__Passage fourni__.
----

À propos du Verset : [Il saisira la terre entière dans une Main, et Il pliera les cieux de Sa Main droite].[2] L’Imam Rabî’a ibn ‘Amr el Jirshî (m. 64 h.) a fait le commentaire suivant : « Son autre Main sera vide ; il n’y aura rien du tout. »[3]

 

Hakîm ibn Jâbir ibn Târiq el Ahmasî (m. 82 h.) : « Allah (I) n’a touché directement de Sa Main que trois de Ses créations : Il a créé le Paradis de Ses Mains, puis il a fait sa terre en wars et en safran, et le ciel en musk. Il a créé Adam de Sa Main, et a écrit la Thora pour Moussa. »[4]

 

Zaïn el ‘Âbidîn (m. 93 h.) : « … L’aumône parvient dans la Main d’Allah avant qu’elle ne parvienne à celle du mendiant. » Puis, il fit un signe en direction de sa paume.[5]

 

Khâlid ibn Mi’dân el Kulâ’î el Himsî (m. 103 h.) : « Allah (U) n’a touché directement de Sa Main que : Adam (u) qu’il a créé de Sa Main, le Paradis, et la Thora qu’Il a écrit de Sa Main. »[6]

 

‘Ikrima mawlâ ibn ‘Abbâs (m. 104 h.) : « Allah (U) n’a touché directement de Sa Main que trois de Ses créations : Il a créé Adam de Sa Main, Il a orné les jardins du Paradis de Sa Main, et Il a écrit la Thora de Sa Main. »[7]

 

Au sujet du Verset : [Ses deux Mains sont plutôt étendues].[8] Il a fait le commentaire suivant : « Il parle des deux Mains. »[9]

 

‘Abd Allah ibn Abî Mulaïka (m. 117 h.) ; Nâfi’ ibn ‘Omar rapporte : « J’ai interrogé ibn Abî Mulaïka au sujet de la Main d’Allah ; je voulais savoir s’il y en avait qu’une seule ou bien deux. Voici ce qu’il me répondit : « Il y en a deux ! » » [10]

 

L’exégèse d’ibn ‘Abbâs

 

Ibn ‘Abbâs aurait interprété le Verset : [et le ciel, Nous l’avons édifié avec Notre Aïdin].[11] Selon el Qurtubî, il aurait dit : « avec Notre Force et Notre Puissance. »

 

En réponse, nous disons :

 

Le terme Aïdin n’est pas le pluriel de Yad (Main).[12] Il s’agit du même terme que dans le Verset : [Et évoque Notre serviteur Dâwûd qui était doué de force].[13] El aïd signifie ici la force, du verbe âda yaîdu.

----

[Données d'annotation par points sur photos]
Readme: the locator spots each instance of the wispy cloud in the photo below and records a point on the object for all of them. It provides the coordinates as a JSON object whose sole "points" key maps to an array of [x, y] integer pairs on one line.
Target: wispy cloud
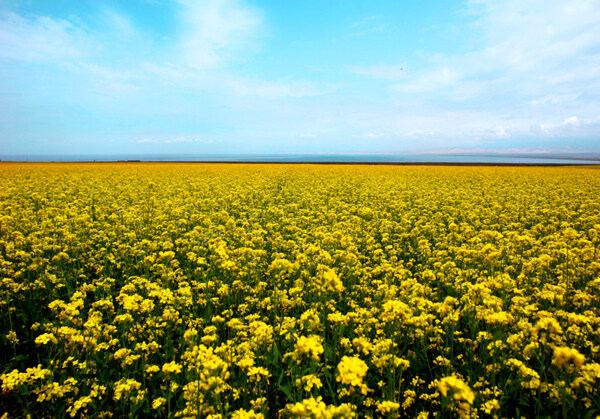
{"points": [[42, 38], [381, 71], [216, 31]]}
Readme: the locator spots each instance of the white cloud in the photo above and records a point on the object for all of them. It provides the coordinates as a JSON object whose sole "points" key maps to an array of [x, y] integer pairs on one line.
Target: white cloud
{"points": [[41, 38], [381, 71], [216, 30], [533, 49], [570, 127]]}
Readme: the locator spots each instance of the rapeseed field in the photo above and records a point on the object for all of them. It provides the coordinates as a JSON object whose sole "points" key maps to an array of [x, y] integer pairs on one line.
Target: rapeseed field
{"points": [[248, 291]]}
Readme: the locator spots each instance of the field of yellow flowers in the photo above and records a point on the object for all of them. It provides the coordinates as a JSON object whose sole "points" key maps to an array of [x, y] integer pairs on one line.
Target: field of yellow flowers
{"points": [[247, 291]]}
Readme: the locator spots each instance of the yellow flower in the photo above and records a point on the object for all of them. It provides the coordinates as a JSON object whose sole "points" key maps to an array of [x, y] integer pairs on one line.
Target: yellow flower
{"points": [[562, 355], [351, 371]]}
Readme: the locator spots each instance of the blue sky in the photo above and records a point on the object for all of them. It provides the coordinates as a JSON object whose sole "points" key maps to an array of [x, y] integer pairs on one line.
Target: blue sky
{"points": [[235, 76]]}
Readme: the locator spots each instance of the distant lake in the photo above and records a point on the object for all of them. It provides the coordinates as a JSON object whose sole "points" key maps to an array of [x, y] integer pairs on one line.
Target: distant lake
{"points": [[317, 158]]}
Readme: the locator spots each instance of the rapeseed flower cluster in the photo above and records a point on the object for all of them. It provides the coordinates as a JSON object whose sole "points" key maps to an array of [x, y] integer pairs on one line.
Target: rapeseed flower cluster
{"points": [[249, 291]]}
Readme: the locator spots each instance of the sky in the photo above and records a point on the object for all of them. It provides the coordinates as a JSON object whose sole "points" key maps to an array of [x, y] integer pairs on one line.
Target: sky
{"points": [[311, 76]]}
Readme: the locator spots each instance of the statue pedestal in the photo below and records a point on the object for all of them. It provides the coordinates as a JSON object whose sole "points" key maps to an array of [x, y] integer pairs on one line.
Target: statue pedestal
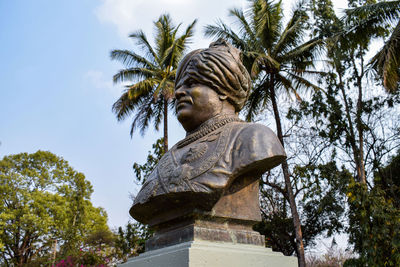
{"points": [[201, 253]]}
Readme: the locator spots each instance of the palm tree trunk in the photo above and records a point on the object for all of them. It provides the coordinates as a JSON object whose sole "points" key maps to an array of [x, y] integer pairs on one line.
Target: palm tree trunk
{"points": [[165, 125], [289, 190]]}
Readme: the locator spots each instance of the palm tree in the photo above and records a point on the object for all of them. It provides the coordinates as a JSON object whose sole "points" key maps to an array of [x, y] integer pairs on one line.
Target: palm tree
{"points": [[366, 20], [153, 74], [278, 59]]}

----

__À faire__.
1 > Répondez à ces questions sur le passage fourni :
(a) Selon Hakîm ibn Jâbir ibn Târiq el Ahmasî, en quoi le ciel du Paradis a-t-il été fait ?
(b) D'après Zaïn el ‘Âbidîn, où l'aumône parvient-elle avant d'atteindre la main du mendiant ?
(c) Quelle réponse ibn Abî Mulaïka donne-t-il à Nâfi’ ibn ‘Omar ?
2 > Dans les enregistrements, recopiez les lignes allant de celle qui contient « Readme: the locator spots each instance of the palm tree in » jusqu'à la fin des enregistrements, en changeant « palm tree » en « coconut palm » sans rien modifier d'autre.

__Réponses par tâche__.
1 >
(a) En musk.
(b) Dans la Main d'Allah.
(c) « Il y en a deux ! »

2 >
Readme: the locator spots each instance of the coconut palm in the photo above and records a point on the object for all of them. It provides the coordinates as a JSON object whose sole "points" key maps to an array of [x, y] integer pairs on one line.
Target: coconut palm
{"points": [[366, 20], [153, 74], [278, 59]]}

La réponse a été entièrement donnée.